→ **Goal**: Swap "JSON array" for "JSON list" throughout the listing below, and reproduce every other part unchanged, omitting the pictures.
>> START Listing
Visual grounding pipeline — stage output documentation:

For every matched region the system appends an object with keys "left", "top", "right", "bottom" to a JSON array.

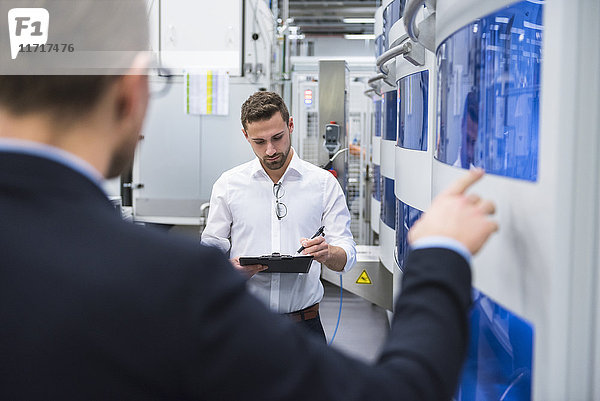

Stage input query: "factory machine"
[
  {"left": 372, "top": 0, "right": 600, "bottom": 400},
  {"left": 373, "top": 0, "right": 400, "bottom": 284}
]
>> END Listing
→ **Completed task**:
Visual grounding pipeline — stage output documentation:

For every matched region the system appends an object with keys "left", "top", "right", "bottom" to a JSON list.


Stage input query: "factory machine"
[
  {"left": 372, "top": 0, "right": 600, "bottom": 400},
  {"left": 373, "top": 0, "right": 400, "bottom": 284}
]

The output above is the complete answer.